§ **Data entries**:
++++++++

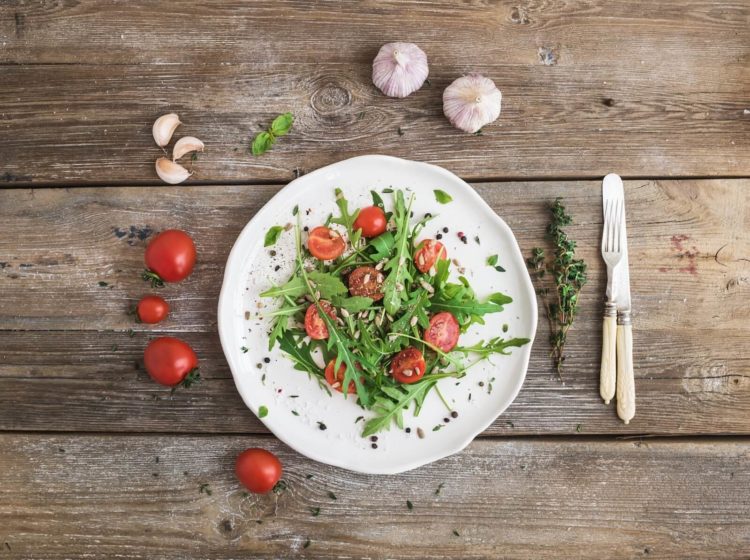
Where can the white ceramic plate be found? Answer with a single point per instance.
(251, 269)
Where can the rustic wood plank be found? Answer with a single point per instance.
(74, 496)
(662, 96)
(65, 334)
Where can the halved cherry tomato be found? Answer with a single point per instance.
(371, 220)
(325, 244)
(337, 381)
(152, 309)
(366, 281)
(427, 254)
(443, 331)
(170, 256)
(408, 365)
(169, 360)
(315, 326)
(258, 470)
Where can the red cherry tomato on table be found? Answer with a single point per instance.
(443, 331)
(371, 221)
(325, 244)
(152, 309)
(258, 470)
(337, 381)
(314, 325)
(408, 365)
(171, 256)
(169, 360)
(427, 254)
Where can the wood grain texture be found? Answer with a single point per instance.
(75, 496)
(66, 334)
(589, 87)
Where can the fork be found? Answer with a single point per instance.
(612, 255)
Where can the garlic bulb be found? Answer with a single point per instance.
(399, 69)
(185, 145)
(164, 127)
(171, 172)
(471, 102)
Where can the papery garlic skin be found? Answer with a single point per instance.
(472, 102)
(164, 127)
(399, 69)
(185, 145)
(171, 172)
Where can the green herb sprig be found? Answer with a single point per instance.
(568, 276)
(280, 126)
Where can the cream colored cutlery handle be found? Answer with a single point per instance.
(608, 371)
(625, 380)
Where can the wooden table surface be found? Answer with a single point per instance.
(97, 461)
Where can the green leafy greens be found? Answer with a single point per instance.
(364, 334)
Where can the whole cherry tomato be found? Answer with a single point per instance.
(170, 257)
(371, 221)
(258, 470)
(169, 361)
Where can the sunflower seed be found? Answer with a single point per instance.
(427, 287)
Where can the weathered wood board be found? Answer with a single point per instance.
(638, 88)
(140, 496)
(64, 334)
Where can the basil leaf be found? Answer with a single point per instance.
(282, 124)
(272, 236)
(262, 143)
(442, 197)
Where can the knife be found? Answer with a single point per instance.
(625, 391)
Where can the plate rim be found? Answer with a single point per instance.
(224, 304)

++++++++

§ **REQUIREMENT**:
Write out every line above exactly, minus images.

§ **YOUR RESPONSE**:
Where can the white ceramic plate be found? Answer with a single point per instance.
(251, 269)
Where can the rustic wood plank be found? Answer with a single point per instance.
(74, 496)
(662, 96)
(65, 334)
Where can the halved cherry tomato be found? Answer with a single point per instance.
(371, 220)
(325, 244)
(337, 381)
(152, 309)
(366, 281)
(427, 254)
(443, 331)
(170, 256)
(408, 365)
(169, 360)
(315, 326)
(258, 470)
Where can the red cherry tomato on table be found? Answer with a single point per instance.
(443, 331)
(371, 221)
(325, 244)
(152, 309)
(258, 470)
(337, 381)
(314, 325)
(408, 365)
(171, 256)
(169, 360)
(427, 254)
Where can the wood grain texture be found? Answer with a single point per instance.
(75, 496)
(66, 334)
(589, 87)
Where can the fork be found? Answer with a single point per instance.
(612, 255)
Where can the garlic bulb be found? Answer with a single point per instance.
(399, 69)
(185, 145)
(164, 127)
(171, 172)
(471, 102)
Where can the papery garlic skin be found? Answer with a single point per instance.
(472, 102)
(164, 127)
(399, 69)
(185, 145)
(171, 172)
Where can the green herb sprig be found? Answer with a single point per instance.
(568, 276)
(280, 126)
Where can the cream colored cutlery handle be found? Answer with a single point per instance.
(608, 371)
(625, 380)
Where can the wooden table surface be found? Answer with a single point per instance.
(97, 461)
Where can the green leafy greens be found? Answer with a single point per instance.
(364, 334)
Where can the whole cherry tomato be found? Answer with a single point per instance.
(170, 257)
(371, 221)
(258, 470)
(169, 361)
Where can the sunflower seed be found? Answer with a single point per instance.
(427, 287)
Where can the weathered wood board be found? Answer with a single point per instance.
(638, 88)
(140, 496)
(64, 334)
Where can the basil leaf be found? Answer with a single point per instance.
(282, 124)
(272, 236)
(262, 143)
(442, 197)
Where can the knife be found? Answer with a single point per instance.
(625, 391)
Where can the plate rim be found? Answer with a single point per instance.
(224, 304)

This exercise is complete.